YOUR GOAL:
Extend the newsletter piece on BlockFi's SEC settlement and crypto lending rules, starting after its final sentence.

PAGE EXTRACT:
What BlockFi’s SEC deal means for the rest of crypto
Good morning, and welcome to Protocol Fintech. This Monday: BlockFi’s SEC settlement sets an example, Goldman Sachs offers its first bitcoin-backed loan, and the J5 tells you about NFT red flags.
Clear crypto rules, fair markets and innovation. Pick two.
Some hailed BlockFi's settlement with the SEC as a groundbreaking move to start regulating the crypto sector through enforcement. But there's a strong undercurrent of dissent, beginning at the commission itself.
There are huge stakes. There was nearly $60 billion in crypto locked in DeFi credit contracts as of September, according to a recent IMF study. There’s also a large amount of lending using crypto as collateral, catering both to hedge funds placing big, leveraged bets on digital assets and to wealthy individuals who would rather HODL than liquidate and pay taxes on their appreciated coins.
The crypto world needs to pay attention. It’s not just lenders that should be concerned, because rules or precedents set in the BlockFi case could easily be broadened.
- BlockFi was an easy target for the SEC, because it’s a third party holding customers’ crypto assets and using them to generate yield, part of which it shares with those customers as “interest.” But crypto lending can also be conducted on a peer-to-peer basis through smart contracts. If the same regulations are applied to centralized lenders and decentralized exchanges, the consequences could be far-reaching.
- Costs are a concern, too. An ostensible way crypto lending offers better yields is cutting out administrative overhead. According to Banking Exchange, the global financial services industry spent $180 billion in compliance costs in 2020. Crypto may find it hard to sustain its rates if it bears similar costs.
Regulation of some sort is coming. It’s just a question of what it looks like.
- Policymakers and regulators are getting serious about imposing KYC and AML rules on crypto, and the industry is developing some clever and efficient ways to comply using blockchain technology.
- Inflexible, traditional rules could well drive crypto customers attracted to crypto lending’s high yields back into the Wild West of unregulated peer-to-peer exchanges.

GIVEN RECORDS:
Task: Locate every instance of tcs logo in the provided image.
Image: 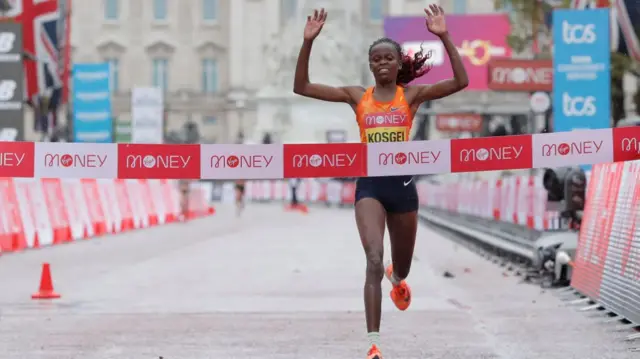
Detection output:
[562,92,597,117]
[562,21,597,45]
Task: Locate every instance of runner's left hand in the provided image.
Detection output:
[424,4,447,36]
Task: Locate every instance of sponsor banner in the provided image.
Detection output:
[284,143,367,178]
[533,129,613,168]
[451,135,532,172]
[0,127,640,179]
[384,14,511,90]
[0,22,25,141]
[131,87,164,143]
[553,9,611,132]
[436,113,482,132]
[200,145,283,179]
[613,126,640,162]
[118,144,200,179]
[72,63,113,143]
[34,142,118,178]
[487,59,553,92]
[0,142,35,177]
[367,140,451,177]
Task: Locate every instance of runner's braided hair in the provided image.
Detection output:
[369,37,431,86]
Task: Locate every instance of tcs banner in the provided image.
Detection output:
[553,9,611,132]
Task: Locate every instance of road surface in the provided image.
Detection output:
[0,205,637,359]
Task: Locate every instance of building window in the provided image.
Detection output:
[153,59,169,91]
[280,0,298,20]
[153,0,167,21]
[202,59,218,93]
[369,0,383,21]
[202,0,218,21]
[453,0,467,14]
[104,0,119,20]
[107,58,120,93]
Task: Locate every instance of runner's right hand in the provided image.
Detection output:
[304,9,327,41]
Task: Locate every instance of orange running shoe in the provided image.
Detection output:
[385,264,411,310]
[367,344,382,359]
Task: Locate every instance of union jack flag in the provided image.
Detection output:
[5,0,65,108]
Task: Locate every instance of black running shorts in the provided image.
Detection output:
[356,176,418,213]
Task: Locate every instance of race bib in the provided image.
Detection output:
[365,127,407,143]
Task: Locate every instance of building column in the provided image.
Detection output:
[229,0,246,88]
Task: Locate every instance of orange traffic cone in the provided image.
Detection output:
[31,263,60,299]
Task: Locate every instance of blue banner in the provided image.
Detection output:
[553,9,611,132]
[73,63,113,143]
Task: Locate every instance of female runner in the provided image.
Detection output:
[293,5,469,359]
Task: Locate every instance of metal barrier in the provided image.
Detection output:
[571,161,640,325]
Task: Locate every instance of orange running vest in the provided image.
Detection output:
[356,86,413,143]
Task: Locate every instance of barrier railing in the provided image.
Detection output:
[571,161,640,325]
[0,127,640,179]
[0,178,213,253]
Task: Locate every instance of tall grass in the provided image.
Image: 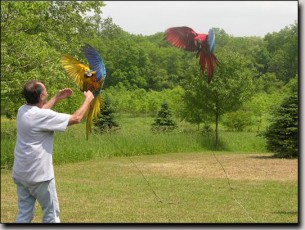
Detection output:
[1,115,266,168]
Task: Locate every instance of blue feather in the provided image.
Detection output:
[83,44,106,81]
[208,29,215,53]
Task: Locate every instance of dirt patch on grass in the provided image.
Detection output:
[132,154,298,181]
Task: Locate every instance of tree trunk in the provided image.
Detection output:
[215,112,219,147]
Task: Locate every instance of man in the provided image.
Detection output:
[12,80,94,223]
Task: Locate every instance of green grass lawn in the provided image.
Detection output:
[1,116,298,223]
[1,152,298,223]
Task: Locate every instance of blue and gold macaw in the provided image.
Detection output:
[61,44,106,140]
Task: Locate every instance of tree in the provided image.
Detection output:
[265,78,298,158]
[93,96,119,133]
[1,1,104,117]
[152,102,177,131]
[184,52,255,145]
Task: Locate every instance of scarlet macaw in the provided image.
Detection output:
[61,44,106,140]
[164,26,219,82]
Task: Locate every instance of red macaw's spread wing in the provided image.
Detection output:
[164,26,198,51]
[61,54,89,91]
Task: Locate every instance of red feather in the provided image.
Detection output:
[165,26,198,51]
[164,26,219,82]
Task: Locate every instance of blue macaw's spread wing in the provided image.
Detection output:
[83,44,106,81]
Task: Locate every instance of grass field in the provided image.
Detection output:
[1,116,299,223]
[1,152,298,223]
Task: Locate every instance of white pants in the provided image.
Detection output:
[13,178,60,223]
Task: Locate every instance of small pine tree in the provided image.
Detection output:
[152,102,177,131]
[93,96,119,133]
[265,77,298,158]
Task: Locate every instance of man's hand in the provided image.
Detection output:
[56,88,73,100]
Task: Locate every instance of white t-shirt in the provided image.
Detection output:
[12,105,71,182]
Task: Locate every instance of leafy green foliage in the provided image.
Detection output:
[222,110,252,132]
[152,102,177,131]
[265,79,298,158]
[93,96,119,133]
[183,52,255,145]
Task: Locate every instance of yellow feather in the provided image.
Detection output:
[61,54,89,90]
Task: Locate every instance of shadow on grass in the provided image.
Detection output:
[272,211,298,215]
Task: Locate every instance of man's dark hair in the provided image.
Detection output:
[23,80,43,104]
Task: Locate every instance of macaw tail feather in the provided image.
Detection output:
[86,95,102,140]
[199,53,220,83]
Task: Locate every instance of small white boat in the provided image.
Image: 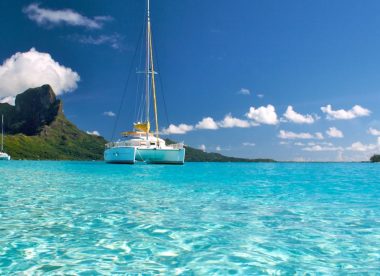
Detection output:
[104,0,185,164]
[0,115,11,161]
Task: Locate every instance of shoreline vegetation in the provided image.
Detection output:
[0,84,276,162]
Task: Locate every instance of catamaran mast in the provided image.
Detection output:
[1,114,4,152]
[146,0,159,144]
[145,0,150,139]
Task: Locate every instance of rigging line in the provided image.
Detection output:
[111,24,143,140]
[152,37,170,126]
[149,24,159,140]
[135,20,146,122]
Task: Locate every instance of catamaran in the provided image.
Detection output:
[104,0,185,164]
[0,115,11,160]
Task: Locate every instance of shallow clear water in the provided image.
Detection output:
[0,161,380,275]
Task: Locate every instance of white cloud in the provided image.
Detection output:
[195,117,218,129]
[0,48,80,98]
[243,142,256,147]
[302,145,344,151]
[0,96,16,105]
[294,142,305,147]
[315,132,325,140]
[321,104,371,120]
[162,124,194,134]
[23,3,112,29]
[238,88,251,95]
[284,105,315,124]
[246,104,278,125]
[347,137,380,152]
[86,130,100,136]
[326,127,344,138]
[103,111,116,117]
[278,130,323,139]
[218,114,251,128]
[368,127,380,136]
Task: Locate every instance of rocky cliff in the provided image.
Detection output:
[0,85,106,160]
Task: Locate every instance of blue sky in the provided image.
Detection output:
[0,0,380,161]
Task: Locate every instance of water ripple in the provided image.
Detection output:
[0,161,380,275]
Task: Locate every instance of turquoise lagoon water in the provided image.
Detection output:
[0,161,380,275]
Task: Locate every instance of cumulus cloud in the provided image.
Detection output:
[326,127,344,138]
[321,104,371,120]
[294,142,305,147]
[314,132,325,140]
[347,139,380,152]
[103,111,116,117]
[162,124,194,134]
[302,145,344,151]
[243,142,256,147]
[218,114,251,128]
[246,104,278,125]
[0,48,80,98]
[284,105,316,124]
[278,130,323,139]
[368,127,380,136]
[195,117,219,129]
[86,130,100,136]
[238,88,251,95]
[23,3,112,29]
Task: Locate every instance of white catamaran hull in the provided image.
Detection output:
[104,147,185,164]
[104,147,136,164]
[136,148,185,164]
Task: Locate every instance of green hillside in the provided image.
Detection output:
[0,85,274,162]
[0,85,106,160]
[4,114,106,160]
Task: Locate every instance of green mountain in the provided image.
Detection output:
[0,85,274,162]
[0,85,106,160]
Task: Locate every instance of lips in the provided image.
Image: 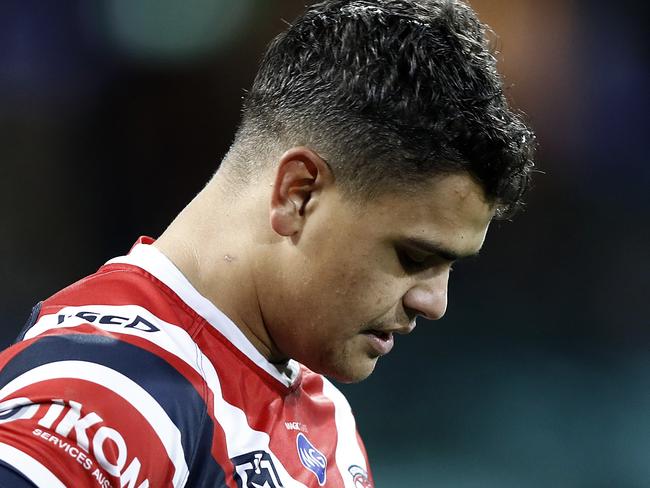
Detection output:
[362,329,394,356]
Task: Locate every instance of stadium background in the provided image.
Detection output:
[0,0,650,488]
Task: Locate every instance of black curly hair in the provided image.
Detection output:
[230,0,535,217]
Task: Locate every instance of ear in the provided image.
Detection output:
[270,146,333,236]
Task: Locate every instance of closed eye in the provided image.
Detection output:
[396,248,451,274]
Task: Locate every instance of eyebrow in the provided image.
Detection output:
[404,237,479,262]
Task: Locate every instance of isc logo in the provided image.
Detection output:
[296,432,327,486]
[57,310,160,332]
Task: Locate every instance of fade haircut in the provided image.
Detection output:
[233,0,535,217]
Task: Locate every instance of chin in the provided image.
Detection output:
[317,359,377,383]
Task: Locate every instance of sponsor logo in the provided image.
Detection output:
[296,432,327,486]
[284,422,309,433]
[348,464,373,488]
[0,398,149,488]
[57,310,160,332]
[231,451,283,488]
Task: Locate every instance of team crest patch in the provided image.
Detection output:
[296,432,327,486]
[348,464,373,488]
[231,451,282,488]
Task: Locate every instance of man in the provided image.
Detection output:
[0,0,533,488]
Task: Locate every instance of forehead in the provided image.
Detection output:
[354,173,495,255]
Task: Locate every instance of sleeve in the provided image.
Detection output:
[0,328,197,488]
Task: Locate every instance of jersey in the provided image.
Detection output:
[0,237,373,488]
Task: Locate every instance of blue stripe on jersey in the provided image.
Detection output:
[0,334,225,487]
[0,461,37,488]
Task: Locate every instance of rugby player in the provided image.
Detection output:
[0,0,534,488]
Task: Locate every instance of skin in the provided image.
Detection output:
[155,147,494,382]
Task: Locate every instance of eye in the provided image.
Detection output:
[396,248,436,273]
[395,247,453,274]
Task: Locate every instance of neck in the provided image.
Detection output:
[154,176,284,362]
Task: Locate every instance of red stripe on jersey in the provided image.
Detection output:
[12,324,237,488]
[195,328,344,486]
[0,378,174,487]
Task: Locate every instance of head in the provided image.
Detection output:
[215,0,534,381]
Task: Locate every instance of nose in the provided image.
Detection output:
[402,271,449,320]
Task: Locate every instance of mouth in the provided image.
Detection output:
[361,329,394,356]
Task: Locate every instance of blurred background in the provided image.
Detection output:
[0,0,650,488]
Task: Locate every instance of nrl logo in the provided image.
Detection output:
[348,464,373,488]
[296,432,327,486]
[231,451,283,488]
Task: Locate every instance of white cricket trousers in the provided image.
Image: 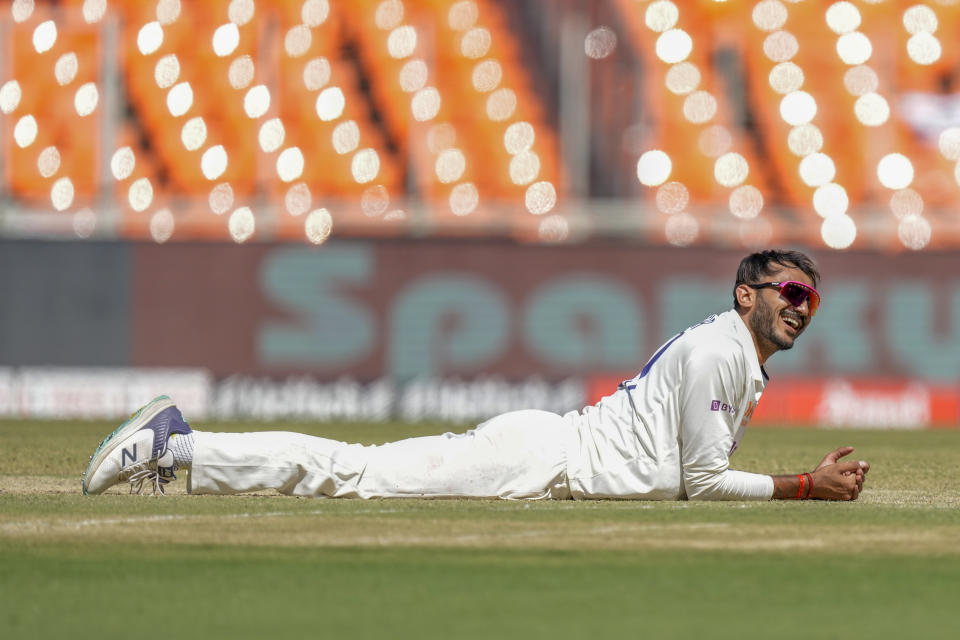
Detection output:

OUTPUT OF THE EXERCISE:
- The flip side is that crypto being seen as unsafe — as hackers run wild on poorly secured, decentralized systems — could sour consumers on cryptocurrency altogether.
Gary Gensler’s “regulation through enforcement” approach is drawing more critics every day. Some are questioning whether BlockFi should have settled, rather than fight as Ripple is doing.
- Inside the SEC, Commissioner Hester Peirce has emerged as a key voice for a different approach to regulation. She disagreed with the BlockFi ruling, asking her colleagues whether “the approach we are taking with crypto lending [is] the best way to protect crypto lending customers.”
- As Protocol Fintech has noted, much of crypto lending is happening outside the kind of entities the SEC has regulated in the past. Traditional finance — TradFi — happens on networks operated by a bank, exchange or money transmitter. Chase, the NYSE and PayPal all have their various regulators.
- Crypto transactions are often global. International money flows are relatively small and heavily regulated. How do numerous national regulators in their geographic stovepipes oversee a global, peer-to-peer marketplace that runs 24/7 on automated systems?
There are already examples of the harm of knee-jerk regulation. Remember initial coin offerings?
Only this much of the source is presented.